┌──

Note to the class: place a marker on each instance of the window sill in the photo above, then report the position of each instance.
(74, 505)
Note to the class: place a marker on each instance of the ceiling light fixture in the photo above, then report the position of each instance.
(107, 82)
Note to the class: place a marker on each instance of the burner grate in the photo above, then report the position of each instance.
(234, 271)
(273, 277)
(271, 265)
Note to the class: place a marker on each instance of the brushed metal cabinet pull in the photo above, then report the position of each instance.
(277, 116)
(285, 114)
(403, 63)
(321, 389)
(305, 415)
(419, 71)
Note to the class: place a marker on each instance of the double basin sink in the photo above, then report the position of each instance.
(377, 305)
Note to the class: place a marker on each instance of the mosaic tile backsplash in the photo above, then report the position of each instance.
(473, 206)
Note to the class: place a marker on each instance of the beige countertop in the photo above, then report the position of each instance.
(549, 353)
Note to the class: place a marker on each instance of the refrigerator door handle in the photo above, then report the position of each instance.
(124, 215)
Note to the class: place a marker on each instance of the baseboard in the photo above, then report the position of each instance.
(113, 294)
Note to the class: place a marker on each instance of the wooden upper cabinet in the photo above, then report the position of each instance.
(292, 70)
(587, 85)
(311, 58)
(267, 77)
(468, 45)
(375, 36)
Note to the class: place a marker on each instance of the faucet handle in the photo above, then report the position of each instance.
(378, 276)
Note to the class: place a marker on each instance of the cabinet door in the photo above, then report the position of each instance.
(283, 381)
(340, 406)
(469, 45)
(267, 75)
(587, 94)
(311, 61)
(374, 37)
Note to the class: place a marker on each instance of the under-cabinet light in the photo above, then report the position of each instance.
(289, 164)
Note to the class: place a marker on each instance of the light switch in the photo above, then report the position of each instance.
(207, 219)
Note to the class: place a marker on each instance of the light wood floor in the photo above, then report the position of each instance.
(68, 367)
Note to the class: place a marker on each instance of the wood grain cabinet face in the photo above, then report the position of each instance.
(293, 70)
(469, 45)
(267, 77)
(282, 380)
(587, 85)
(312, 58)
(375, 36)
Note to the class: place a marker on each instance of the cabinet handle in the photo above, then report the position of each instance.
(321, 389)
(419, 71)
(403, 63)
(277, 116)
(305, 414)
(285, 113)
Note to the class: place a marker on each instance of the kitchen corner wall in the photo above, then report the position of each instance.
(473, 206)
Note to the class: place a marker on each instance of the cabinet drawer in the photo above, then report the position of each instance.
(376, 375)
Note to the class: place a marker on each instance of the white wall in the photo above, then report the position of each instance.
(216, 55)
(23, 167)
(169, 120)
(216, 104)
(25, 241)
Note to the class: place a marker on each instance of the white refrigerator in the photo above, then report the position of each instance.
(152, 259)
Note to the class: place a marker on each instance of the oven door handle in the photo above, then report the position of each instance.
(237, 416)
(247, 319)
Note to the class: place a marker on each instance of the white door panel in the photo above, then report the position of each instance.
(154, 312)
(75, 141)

└──

▸ Directions for this task
Can you write out every one of the lines above, word for word and with nothing changed?

▸ Task answer
Note to the class: place a marker on each instance of the window sill in the photo above, then report the position of each instance.
(74, 505)
Note to the class: place a marker on each instance of the ceiling light fixture in the photo above, then report the position of each instance.
(107, 82)
Note to the class: place a marker on each instance of the burner grate in the photo above, then report the position of each instance.
(234, 271)
(273, 277)
(271, 265)
Note to the class: place a marker on each instance of the brushed metal cabinet pull in the photo above, then report the position of each instance.
(277, 116)
(285, 114)
(403, 63)
(321, 389)
(305, 415)
(419, 71)
Note to the class: place a marker on each instance of the double basin sink in the photo above, then report the position of each instance.
(377, 305)
Note to the class: place a marker on each instance of the mosaic tile backsplash in the photo above, then report the position of each instance.
(473, 206)
Note to the class: place a marker on each instance of the beige countertop in the photo above, then report the position of each instance.
(549, 353)
Note to the class: place a marker on each instance of the refrigerator door handle in the photo above, then report the position of each instance.
(124, 215)
Note to the class: place a marker on each instance of the baseboard in the photo above, then report the position of each instance.
(113, 294)
Note to the class: place a marker on each instance of the wooden upper cabinet in the photo above, then report the position of each instance.
(292, 70)
(587, 85)
(311, 58)
(267, 77)
(468, 45)
(375, 36)
Note to the class: place a marker on each instance of the faucet handle in the photo above, then report the position of each instance.
(378, 276)
Note to the class: place a marker on each instance of the cabinet door in the photo above, then report the position of each instance.
(283, 381)
(340, 406)
(469, 45)
(267, 75)
(587, 94)
(311, 61)
(374, 37)
Note to the class: place a marker on each instance of the under-cabinet light in the photo above, then report the position of each instance.
(289, 164)
Note to the class: place a marker on each instance of the light switch in the photo above, then report the position of each instance.
(207, 219)
Note to the class: place a marker on each instance of the light wood floor in the photo above, then report the position of each instance.
(68, 367)
Note to the class: place a marker on each instance of the wood grain cabinet face in the photo above, then report the position of each instance.
(293, 70)
(469, 45)
(267, 77)
(282, 380)
(587, 85)
(312, 58)
(375, 36)
Note to the class: place a marker on each instance of the cabinet handle in the photo above, then report the position of each instance.
(321, 389)
(419, 71)
(403, 63)
(277, 116)
(305, 414)
(285, 113)
Note to the class: place a marker on each instance of the kitchen corner wall in the photo above, then report the position of each instance.
(473, 206)
Note to the class: place a marker on each instance of the cabinet drawer in the photo above, then report the position of each instance.
(376, 375)
Note to the class: place a marker on each instance of the white wall in the photo above, then report the position of each instance.
(216, 55)
(23, 167)
(169, 120)
(216, 104)
(25, 241)
Note to the class: place a marker on each instance of the white refrigerator in the photo above, then report the position of each instance.
(152, 259)
Note to the class: place a marker on each instance of the oven door handle in the photo above, then report the position of each instance.
(237, 416)
(247, 319)
Note to the class: place a marker on each instance of the white door panel in the photo above, then report the position of each instance.
(154, 312)
(75, 141)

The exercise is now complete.